SHORT EXERCISE
Quote every one of the following rows verbatim, keeping each character and line break unchanged.

Rows from a dataset
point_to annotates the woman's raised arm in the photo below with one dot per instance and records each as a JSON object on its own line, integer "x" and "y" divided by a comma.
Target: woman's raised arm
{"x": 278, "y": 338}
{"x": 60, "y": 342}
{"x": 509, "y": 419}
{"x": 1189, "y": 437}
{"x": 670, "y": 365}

FINAL RESULT
point_to annotates the woman's raised arm in the photo below with one dot per instance and records each as a JSON object on its own line, integer "x" and "y" divided by a comma.
Target: woman's raised arm
{"x": 278, "y": 338}
{"x": 60, "y": 342}
{"x": 509, "y": 419}
{"x": 1189, "y": 437}
{"x": 670, "y": 365}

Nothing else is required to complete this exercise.